→ やること:
1. リストのうち、「Would you kindly pick out the pine」を含む行からリストの最後の行までを、両端の行も含めて一字一句変えずに抜き出してください。
2. 質問力の本を紹介する文章を、最後の文のあとから書き継いでください。

→ 抜き出した文章:
-------
2024年02月12日
【質問力?】『質問の一流、二流、三流』桐生稔
質問の一流、二流、三流
【本の概要】
◆今日ご紹介するのは、現在開催中である「明日香出版社 創業52周年記念フェア」の中でも、個人的に読みたかった1冊。著者の桐生稔さんは、コミュニケーションの専門家であり、「伝わる話し方」のセミナーを全国で多数開催されているという方です。
アマゾンの内容紹介から一部引用。
いま、一流のコンサルタント、コーチ、カウンセラー、会社のマネジメント層やスポーツチームの監督にいたるまでが、徹底的に質問スキルを学んでいます。
一流は、相手の心に響く「言葉」より、相手の心の琴線に触れる「質問」の方が、相手の行動を変えることを知っているからです。
本書には、一流の質問力を最速で身につける方法をまとめました。
本書を読むことで、明日から質問がしたくなり、そして質問のクオリティがメキメキ上がるはずです。
仕事ではもちろん、家庭でもプライベートでも役立つ内容です。
中古がほとんど値下がりしていないため、このKindle版が800円弱お買い得となっています!
questions / Enderst07
【ポイント】
■1.複数の選択肢を用意して質問する「指示を仰ぐときは自分の意見とセット」ということがビジネス研修ではよく指導されます。
「○○商事様からクレームが入ったようです。どうしたらいいですか?」と質問されるより、「○○商事様からクレームが入ったようです。まず弊社の担当者に状況をヒアリングしたいと思いますがいかがでしょうか?」と、持論とセットで質問される方が相手は答えやすいからです。
それはとてもいいことですが、一流はさらに上をいきます。複数の選択肢を示しながら指示を仰ぐのです。(中略)
先ほどの例なら、
「○○商事様からクレームが入ったようです。
A:まずは弊社の担当者に状況をヒアリングするか
B:至急私が○○商事様に連絡を入れるか
今回は至急私が連絡を入れた方がいいと思いますが、いかがでしょうか?」
と、比較検討できる状態で質問します。
■2.共に味わってから質問する
たとえば、「昨年、会社が倒産しかけたんです」というお話。
「何があったんですか?」「どうしてそうなったんですか?」「どうやって乗り越えたのですか?」と質問ばかりすると、尋問のようになります。
そこで、質問する前にひとこと、その苦労を共に味わう言葉を付け加えてみてください。
「そうなんですね。それは本当に大変でしたね。 何があったのですか?」 「そんなことが……。相当ご苦労されたのではないですか。 どうしてそんなことに?」 「それは厳しい経験をされましたね。 どうやって乗り越えたのですか?」
同じ質問をするにしても、ひとこと、共感のメッセージがあるだけで随分と尋問っぽさが抜けたと思います。
共感することで、相手との心の距離が近づくからです。
-------
→ 用意したリスト:
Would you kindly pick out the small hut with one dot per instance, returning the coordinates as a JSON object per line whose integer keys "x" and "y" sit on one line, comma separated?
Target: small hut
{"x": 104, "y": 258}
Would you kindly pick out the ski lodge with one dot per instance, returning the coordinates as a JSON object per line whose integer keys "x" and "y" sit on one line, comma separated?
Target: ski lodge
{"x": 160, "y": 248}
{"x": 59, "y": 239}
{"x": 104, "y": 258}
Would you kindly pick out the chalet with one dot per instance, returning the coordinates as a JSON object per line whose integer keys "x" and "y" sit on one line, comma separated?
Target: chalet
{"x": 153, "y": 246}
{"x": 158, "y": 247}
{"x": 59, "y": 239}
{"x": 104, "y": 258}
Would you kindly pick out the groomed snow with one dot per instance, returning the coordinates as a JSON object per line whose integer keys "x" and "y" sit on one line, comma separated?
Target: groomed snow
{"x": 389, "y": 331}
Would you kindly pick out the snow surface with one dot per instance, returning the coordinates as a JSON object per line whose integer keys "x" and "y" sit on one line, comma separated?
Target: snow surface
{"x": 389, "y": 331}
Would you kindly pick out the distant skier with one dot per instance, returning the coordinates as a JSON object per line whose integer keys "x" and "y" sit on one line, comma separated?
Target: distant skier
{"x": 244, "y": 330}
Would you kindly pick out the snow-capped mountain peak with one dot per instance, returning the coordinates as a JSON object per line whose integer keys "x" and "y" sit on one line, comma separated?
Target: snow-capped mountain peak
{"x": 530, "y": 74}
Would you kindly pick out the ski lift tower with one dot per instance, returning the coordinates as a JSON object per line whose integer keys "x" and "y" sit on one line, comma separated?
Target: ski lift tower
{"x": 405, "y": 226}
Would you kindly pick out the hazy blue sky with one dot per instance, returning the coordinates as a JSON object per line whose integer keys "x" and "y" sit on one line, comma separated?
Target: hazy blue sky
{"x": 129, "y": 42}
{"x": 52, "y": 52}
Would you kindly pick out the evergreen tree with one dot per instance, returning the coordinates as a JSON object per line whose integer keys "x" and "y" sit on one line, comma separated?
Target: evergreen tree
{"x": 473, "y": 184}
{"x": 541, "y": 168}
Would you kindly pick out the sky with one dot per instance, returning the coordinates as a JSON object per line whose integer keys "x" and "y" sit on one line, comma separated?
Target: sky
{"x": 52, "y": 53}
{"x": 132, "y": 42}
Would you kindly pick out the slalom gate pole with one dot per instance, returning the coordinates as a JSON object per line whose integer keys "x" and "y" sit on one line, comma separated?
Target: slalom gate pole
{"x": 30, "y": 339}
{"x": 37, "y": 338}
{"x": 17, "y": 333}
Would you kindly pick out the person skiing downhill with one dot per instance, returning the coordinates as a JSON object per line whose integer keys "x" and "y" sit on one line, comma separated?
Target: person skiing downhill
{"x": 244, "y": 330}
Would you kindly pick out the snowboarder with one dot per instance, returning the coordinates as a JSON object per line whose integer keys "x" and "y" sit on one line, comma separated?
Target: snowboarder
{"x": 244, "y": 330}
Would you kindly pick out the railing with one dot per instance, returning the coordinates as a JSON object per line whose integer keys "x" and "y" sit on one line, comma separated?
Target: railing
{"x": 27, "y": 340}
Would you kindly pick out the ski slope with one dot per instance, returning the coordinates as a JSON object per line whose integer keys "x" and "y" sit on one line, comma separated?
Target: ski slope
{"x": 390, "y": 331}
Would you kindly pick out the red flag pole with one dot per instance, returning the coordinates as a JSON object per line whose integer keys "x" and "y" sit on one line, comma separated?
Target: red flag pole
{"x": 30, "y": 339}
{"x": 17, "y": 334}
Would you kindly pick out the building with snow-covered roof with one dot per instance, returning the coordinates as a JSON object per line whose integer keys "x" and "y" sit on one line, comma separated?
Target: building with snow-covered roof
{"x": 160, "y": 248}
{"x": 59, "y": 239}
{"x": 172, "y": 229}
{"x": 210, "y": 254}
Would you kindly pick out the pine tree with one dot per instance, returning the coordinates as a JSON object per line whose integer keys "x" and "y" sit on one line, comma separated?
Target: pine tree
-------
→ 解いた結果:
1.
Would you kindly pick out the pine tree with one dot per instance, returning the coordinates as a JSON object per line whose integer keys "x" and "y" sit on one line, comma separated?
Target: pine tree

2.
■3.回答の意味が分からないときは、自分の理解が合っているか質問する
2015年に、マイナビが社会人490名に実施した調査によると、「会話を『つまり……』とまとめ直されるとイラッとする社会人は約6割」とのこと。理屈っぽさが面倒くさい、上から目線に感じるからだそうです。
相手を傷つけてはいけない。
これは一流が細心の注意を払っていることです。傷つけた方は覚えていないですが、傷つけられた方はずっと覚えていることを知っているからです。
だからこそ、相手の話がわかりづらかったときは、「つまり○○ですよね?」ではなく、「○○という理解で合っていますでしょうか?」と質問します。
「つまり○○ですよね?」は、私があなたの意見をまとめてあげたという態度です。
一方、「○○という理解で合っていますでしょうか?」は、私の理解が及んでいないかもしれないので、あなたに教えてほしいという態度です。
前者は自分の立場を上げる、後者は 相手の立場を上げる質問 です。根っこの真意が違います。
■4.仮説を使って質問する
営業職が一番緊張するのは、お金の話をするときです。いくらいい雰囲気で商談が進んでいたとしても、お金の話になると一気に空気が張り詰めます。
そこで、一流の営業ほど仮説を使うのです。
「いったん費用のことは置いておいたとして、 もし 購入したら、効果はあると思いますか?」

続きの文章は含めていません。